::: Enregistrements conservés :::
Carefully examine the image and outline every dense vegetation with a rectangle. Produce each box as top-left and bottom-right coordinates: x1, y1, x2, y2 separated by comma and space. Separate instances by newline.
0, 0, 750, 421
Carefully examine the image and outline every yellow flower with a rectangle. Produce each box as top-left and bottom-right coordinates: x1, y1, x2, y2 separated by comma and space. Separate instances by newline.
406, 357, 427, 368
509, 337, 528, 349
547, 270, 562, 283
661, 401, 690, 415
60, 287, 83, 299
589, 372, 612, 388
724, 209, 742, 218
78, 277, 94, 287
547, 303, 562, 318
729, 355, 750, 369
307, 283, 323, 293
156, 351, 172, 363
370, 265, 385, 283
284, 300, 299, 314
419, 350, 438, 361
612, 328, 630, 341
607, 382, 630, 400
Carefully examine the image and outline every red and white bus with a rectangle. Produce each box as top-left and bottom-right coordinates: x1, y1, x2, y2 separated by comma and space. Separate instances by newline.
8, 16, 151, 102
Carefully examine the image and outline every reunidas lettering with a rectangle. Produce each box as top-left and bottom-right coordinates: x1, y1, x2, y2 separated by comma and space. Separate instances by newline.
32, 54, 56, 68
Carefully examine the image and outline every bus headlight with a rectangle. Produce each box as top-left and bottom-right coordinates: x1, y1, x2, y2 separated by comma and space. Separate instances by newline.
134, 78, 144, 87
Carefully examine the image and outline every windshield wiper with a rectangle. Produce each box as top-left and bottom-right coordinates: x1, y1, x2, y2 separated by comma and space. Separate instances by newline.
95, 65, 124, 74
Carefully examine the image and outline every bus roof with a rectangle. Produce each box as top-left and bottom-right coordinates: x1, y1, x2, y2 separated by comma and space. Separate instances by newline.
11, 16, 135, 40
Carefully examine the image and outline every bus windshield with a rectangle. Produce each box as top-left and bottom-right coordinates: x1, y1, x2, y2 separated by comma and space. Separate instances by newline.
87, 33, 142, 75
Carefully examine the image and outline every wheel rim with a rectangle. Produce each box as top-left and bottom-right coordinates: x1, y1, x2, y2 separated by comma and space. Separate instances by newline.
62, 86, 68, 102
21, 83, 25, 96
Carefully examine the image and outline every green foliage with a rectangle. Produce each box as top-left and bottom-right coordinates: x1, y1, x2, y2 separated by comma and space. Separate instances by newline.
:::
Réécris le passage allant de la ligne qui contient « Carefully examine the image and outline every bus windshield » jusqu'à celle qui contient « 21, 83, 25, 96 », en remplaçant partout « with a rectangle » par « with a bounding box ». Ne change rien d'autre.

Carefully examine the image and outline every bus windshield with a bounding box. Produce each box as top-left and bottom-right coordinates: x1, y1, x2, y2 separated by comma and space. Separate instances by newline.
87, 33, 142, 75
Carefully examine the image and outline every wheel rim with a bounding box. Produce each box as top-left and bottom-right coordinates: x1, y1, x2, y2 separated by comma and space. Separate instances by newline.
62, 86, 68, 102
21, 83, 25, 96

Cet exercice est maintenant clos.